## INFORMATION SUPPLIED
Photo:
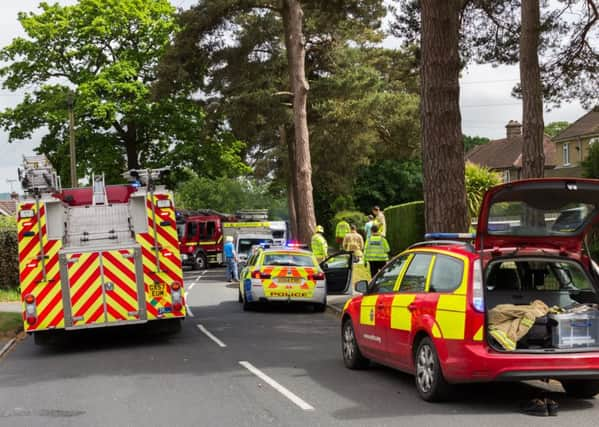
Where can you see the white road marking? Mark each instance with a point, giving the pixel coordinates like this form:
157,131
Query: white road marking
278,387
212,337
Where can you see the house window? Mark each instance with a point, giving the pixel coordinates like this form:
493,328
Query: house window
566,154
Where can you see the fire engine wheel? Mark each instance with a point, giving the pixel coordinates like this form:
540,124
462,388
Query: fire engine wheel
430,383
352,356
582,389
200,262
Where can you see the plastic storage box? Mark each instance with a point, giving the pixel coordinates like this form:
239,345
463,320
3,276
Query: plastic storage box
575,329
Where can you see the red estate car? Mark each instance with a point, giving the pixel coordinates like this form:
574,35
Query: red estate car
426,311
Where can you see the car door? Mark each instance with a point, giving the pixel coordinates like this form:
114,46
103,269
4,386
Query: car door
408,302
338,270
375,310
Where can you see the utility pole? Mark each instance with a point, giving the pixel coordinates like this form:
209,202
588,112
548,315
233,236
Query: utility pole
70,102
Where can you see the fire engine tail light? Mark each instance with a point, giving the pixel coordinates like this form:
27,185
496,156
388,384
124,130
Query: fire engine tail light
176,296
30,309
478,296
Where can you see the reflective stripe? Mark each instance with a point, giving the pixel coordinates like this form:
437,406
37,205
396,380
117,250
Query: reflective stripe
377,249
401,317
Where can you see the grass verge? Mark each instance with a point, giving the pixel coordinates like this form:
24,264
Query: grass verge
9,295
10,324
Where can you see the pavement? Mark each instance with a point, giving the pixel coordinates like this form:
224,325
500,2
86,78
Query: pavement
278,366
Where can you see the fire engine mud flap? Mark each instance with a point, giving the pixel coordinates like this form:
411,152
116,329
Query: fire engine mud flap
103,288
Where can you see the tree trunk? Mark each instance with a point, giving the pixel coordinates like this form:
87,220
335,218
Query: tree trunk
294,43
533,155
130,141
442,148
291,202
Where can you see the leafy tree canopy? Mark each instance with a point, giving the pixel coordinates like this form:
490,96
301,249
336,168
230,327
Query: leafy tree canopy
472,141
105,52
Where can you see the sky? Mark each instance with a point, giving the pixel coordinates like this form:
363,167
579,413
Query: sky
485,99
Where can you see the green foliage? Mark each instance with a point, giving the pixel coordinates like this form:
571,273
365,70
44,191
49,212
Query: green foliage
388,182
405,225
590,166
478,180
226,194
553,129
9,262
106,52
472,141
352,217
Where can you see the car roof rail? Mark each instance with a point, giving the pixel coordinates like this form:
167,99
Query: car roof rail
426,243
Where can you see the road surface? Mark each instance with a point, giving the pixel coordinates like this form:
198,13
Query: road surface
280,367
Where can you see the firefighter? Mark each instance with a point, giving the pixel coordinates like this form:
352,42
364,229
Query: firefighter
379,220
340,231
368,226
376,251
353,242
319,245
230,260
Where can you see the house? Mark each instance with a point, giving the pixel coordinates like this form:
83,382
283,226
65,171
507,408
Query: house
505,155
572,144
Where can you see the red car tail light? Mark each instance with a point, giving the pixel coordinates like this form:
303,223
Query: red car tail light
316,276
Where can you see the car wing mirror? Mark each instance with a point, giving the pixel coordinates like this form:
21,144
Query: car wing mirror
362,286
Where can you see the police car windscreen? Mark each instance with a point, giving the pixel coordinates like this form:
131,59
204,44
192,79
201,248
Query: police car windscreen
289,260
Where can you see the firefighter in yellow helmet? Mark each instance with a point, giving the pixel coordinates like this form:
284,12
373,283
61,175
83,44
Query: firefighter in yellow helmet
341,230
319,245
353,242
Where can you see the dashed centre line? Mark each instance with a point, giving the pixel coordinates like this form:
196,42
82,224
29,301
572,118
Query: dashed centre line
211,336
278,387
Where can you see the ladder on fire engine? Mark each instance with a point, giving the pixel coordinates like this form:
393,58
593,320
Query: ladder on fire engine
99,190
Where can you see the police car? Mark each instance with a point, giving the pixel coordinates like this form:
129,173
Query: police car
292,274
427,311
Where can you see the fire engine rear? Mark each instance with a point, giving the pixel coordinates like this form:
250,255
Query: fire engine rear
97,256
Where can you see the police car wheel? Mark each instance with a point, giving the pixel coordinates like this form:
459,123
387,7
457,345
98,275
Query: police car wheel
352,357
582,389
430,383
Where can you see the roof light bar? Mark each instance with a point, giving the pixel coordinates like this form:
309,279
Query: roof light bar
430,236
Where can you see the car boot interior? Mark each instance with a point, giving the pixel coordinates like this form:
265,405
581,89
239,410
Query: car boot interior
568,319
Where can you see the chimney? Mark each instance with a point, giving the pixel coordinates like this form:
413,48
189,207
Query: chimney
513,128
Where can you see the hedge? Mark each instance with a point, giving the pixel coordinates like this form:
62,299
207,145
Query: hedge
9,262
405,225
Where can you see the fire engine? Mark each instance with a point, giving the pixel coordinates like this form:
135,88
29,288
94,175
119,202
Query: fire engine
103,255
201,233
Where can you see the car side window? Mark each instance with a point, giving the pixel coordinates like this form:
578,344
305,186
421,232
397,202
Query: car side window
384,282
448,273
415,278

## JOB
Can you quote every line of the items above, from the one containing "Where can you see the hedge?" down through the last line of the items, copying each line without any change?

## FULL ANSWER
Where can you see the hedge? Mark each instance with a point, giving the pixel coordinates like this form:
62,299
207,145
Query: hedge
9,262
405,225
Where can you see the fire engine? Mark each instance with a point, giving the pixel coordinates like this form:
135,88
29,288
94,175
119,202
Query: fire engine
103,255
201,233
Where can you see the car side window? Mark each instance with a point, giving the pixel coordinates like this form:
578,344
305,186
421,232
397,202
Query: car side window
384,282
448,273
415,278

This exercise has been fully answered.